= PAGE =
+ + +

What’s this got to do with SSI O’Neill style Space living? A lot. Fundamentally, Nitrogen is a big hole in closed looping offplanet agro, and animal (Human) waste does have Nitrogen and Phosphorus so if you get a big spinner with 50 or a hundred or more Humans then about twice a day from each of them you have raw sources becoming available.  Part of your facility should be efficiently pulling them out of the flow and using as much of the rest as possible for anything and everything they can be used for. Plus, there is that whole “High Fronter Concept” which is, by definition: “Using the material and energy resources of space to improve the human condition on Earth.” Those O’Neillian resources will include People, if People are going to be truly living off planet at some point then some of the most important of them will be those who do Waste Recycling.
 
If you are laughing then you have never been a home owner who had their bathroom stop working correctly – how much were you willing to pay 6 hours after a big breakfast, and how much did you end up paying because that’s just the going rate for the experts.

+ + +

= JOB A =
Answer these about the space waste recycling passage, one line each:
(i) Which two elements does the passage say human waste contains?
(ii) How does the passage define the "High Fronter Concept"?
(iii) How many hours after a big breakfast does the passage mention?
= JOB B =
Carry on the passage about space waste recycling, starting after its final sentence.
The rows have nothing to do with this passage about space waste recycling.

+ + +

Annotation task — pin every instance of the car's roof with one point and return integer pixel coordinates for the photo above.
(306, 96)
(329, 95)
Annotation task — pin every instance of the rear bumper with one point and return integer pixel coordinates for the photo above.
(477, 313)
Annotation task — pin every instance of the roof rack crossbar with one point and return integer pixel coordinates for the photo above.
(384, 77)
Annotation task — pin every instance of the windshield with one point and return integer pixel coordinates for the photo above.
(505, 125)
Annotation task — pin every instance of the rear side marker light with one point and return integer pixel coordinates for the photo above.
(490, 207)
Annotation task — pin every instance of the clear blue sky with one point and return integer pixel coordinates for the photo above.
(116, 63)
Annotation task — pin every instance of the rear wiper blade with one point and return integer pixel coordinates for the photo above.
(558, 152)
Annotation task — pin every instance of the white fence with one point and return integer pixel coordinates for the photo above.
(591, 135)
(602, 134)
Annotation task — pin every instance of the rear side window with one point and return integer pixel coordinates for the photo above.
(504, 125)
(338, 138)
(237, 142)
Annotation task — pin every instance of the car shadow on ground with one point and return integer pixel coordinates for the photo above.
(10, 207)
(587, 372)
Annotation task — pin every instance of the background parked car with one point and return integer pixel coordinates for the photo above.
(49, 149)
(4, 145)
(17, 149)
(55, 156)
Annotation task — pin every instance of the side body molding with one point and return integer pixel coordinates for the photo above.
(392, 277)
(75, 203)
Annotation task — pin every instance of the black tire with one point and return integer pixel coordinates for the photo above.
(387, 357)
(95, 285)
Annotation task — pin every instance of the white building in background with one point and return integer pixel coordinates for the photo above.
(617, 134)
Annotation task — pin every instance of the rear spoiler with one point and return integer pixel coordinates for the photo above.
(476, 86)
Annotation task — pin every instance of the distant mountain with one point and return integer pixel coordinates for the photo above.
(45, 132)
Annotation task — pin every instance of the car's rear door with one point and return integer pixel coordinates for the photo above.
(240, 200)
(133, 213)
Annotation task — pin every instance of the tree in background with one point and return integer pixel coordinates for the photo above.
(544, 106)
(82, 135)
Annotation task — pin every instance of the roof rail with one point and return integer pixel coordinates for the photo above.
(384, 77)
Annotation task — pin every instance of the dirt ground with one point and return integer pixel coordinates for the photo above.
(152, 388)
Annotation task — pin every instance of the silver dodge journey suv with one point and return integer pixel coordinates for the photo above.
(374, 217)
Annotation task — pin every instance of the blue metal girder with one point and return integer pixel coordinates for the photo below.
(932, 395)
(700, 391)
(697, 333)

+ + +

= OUTPUT A =
(i) Nitrogen and Phosphorus.
(ii) "Using the material and energy resources of space to improve the human condition on Earth."
(iii) 6 hours.

= OUTPUT B =
Waste Recycling is going to be a VERY important job, and those who do it up there, efficiently, with the cutting edges of the tech, will surely be a great value even to the folks down here who have no interest in ever going more than a few miles from the place they were born.
 
I wish I could find that darned proposal. But here’re a few things maybe worth looking at:
 
 
The book “Pipe Dreams” by Chelsea Wald. It’s a new book, I just got it at Barnes & Noble, it was right on the shelf in the Science section.
 
And there are the books: “The Humanure Handbook, 4th Edition: S**t in a Nutshell” by Joseph C Jenkins and, maybe, “The Big Necessity: The Unmentionable World of Human Waste and Why It Matters” by Rose George. I haven’t read these yet, they may be interesting or somewhat helpful as starters.